## Instruksi yang diberikan
Tuliskan kembali tanpa perubahan bagian teks tentang patah hati, mulai dari "Wednesday 30 September" dan berakhir pada "Lalu ia datang.".

Wednesday 30 September 2020

Patah Hati

0 comments

RIANA POV:


 Pernah sekali aku merasakan patah hati.

Patah sepatah-patahnya tapi tak pernah dalam hatiku untuk berucap kata maaf. Justru aku bersyukur aku lepas dari semua itu.

Lalu ia datang. 

Memberikan tangan untuk dirangkul.

Aku memandangnya sejenak, memastikan apakah ia tulus sebab dari pandangan matanya, ia benar-benar berharap akan sebuah keajaiban.

"Kau adalah keajaibanku," katanya.

Sempat aku terdiam, memandang beberapa orang yang terlihat tersenyum akan situasi itu. Tapi, awkward bagiku. Aku mencoba untuk bersikap biasa saja, dan menolak tawarannya.

Lalu dia berhenti? Tidak.

Dia kembali mendekatiku, mencoba meraih lagi tangan itu. Tapi aku lagi-lagi memasukkannya ke dalam saku tanpa peduli bagaimana perasaannya kala itu. 

Namun lagi dan lagi ia tidak berhenti. 

Ia menjaga jarak, tapi aku yang selalu membutuhkannya membuatnya nyaman lagi terhadapku. Pernahkah kamu di situasi itu? Aku pernah.

Pernahkah kau dekat dengan seseorang seperti pacaran lalu saling diam seakan putus? Baiklah, itu yang sedang terjadi.

Tapi ternyata tidak baginya.

## Kutipan data penunjukan
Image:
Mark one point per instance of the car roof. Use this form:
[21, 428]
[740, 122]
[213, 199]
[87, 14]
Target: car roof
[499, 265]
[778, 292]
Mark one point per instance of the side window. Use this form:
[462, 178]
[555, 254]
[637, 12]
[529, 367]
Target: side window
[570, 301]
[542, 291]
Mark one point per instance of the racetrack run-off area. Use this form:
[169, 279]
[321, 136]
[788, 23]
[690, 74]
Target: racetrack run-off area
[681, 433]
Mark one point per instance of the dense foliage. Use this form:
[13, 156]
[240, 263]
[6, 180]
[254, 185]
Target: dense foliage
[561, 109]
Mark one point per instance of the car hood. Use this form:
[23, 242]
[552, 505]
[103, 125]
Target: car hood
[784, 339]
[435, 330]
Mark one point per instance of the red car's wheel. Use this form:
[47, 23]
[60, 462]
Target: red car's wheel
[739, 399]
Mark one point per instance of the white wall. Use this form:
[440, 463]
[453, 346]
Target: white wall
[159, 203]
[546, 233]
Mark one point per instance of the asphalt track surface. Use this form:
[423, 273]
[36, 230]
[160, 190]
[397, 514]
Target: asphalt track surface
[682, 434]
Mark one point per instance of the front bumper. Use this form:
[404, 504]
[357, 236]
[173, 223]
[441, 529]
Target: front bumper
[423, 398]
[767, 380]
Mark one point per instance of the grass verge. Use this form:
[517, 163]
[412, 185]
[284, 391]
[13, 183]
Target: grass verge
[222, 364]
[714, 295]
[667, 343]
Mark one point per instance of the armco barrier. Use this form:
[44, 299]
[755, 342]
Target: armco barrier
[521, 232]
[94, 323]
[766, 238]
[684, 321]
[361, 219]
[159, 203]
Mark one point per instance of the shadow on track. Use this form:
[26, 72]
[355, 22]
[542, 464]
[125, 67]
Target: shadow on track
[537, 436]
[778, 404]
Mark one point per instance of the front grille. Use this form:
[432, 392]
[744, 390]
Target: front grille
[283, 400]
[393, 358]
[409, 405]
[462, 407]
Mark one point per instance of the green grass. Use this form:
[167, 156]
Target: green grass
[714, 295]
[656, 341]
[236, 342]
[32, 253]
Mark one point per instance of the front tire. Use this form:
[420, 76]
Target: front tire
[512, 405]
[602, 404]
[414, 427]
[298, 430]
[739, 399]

## Hasil tugas
Wednesday 30 September 2020

Patah Hati

0 comments

RIANA POV:


 Pernah sekali aku merasakan patah hati.

Patah sepatah-patahnya tapi tak pernah dalam hatiku untuk berucap kata maaf. Justru aku bersyukur aku lepas dari semua itu.

Lalu ia datang.